— What is being asked —
Quote the mailing-list post on the clear_failcount timeout word for word, from its subject line to its last line.

— Selected extract —
[ClusterLabs] Antw: Re: Antw: [EXT] clear_failcount operation times out, makes it impossible to use the cluster

Krzysztof Bodora krzysztof.bodora at open-e.com
Thu Jan 5 04:55:22 EST 2023


Hi, we use pacemaker as a part of a larger software stack, and 
installing from a new .iso and restoring all the configuration is a way 
of performing an update on the node, i just explained it as reinstalling 
the OS as that is essentialy what we are doing with regards to 
pacemaker. So necessarily some software was different, but it should be 
unrelated to pacemaker. Currently the error is not happening anymore 
after re-creating the cluster, the output of corosync-cfgtool -s looks 
like this:

root at swdal1-ISCSI01:~# corosync-cfgtool -s
Printing ring status.

— Extracted material —
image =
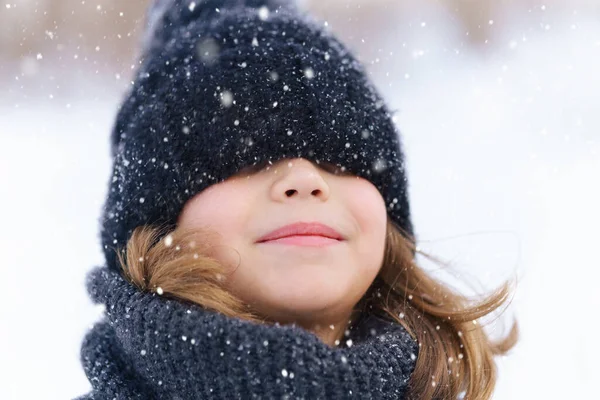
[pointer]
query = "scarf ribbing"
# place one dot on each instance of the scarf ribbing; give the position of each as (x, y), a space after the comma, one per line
(148, 346)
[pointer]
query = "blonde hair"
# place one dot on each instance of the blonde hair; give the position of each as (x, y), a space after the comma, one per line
(455, 354)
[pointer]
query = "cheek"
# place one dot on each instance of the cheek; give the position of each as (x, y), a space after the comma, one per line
(367, 206)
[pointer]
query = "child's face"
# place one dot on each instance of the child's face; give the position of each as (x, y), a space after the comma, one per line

— Exercise solution —
[ClusterLabs] Antw: Re: Antw: [EXT] clear_failcount operation times out, makes it impossible to use the cluster

Krzysztof Bodora krzysztof.bodora at open-e.com
Thu Jan 5 04:55:22 EST 2023


Hi, we use pacemaker as a part of a larger software stack, and 
installing from a new .iso and restoring all the configuration is a way 
of performing an update on the node, i just explained it as reinstalling 
the OS as that is essentialy what we are doing with regards to 
pacemaker. So necessarily some software was different, but it should be 
unrelated to pacemaker. Currently the error is not happening anymore 
after re-creating the cluster, the output of corosync-cfgtool -s looks 
like this:

root at swdal1-ISCSI01:~# corosync-cfgtool -s
Printing ring status.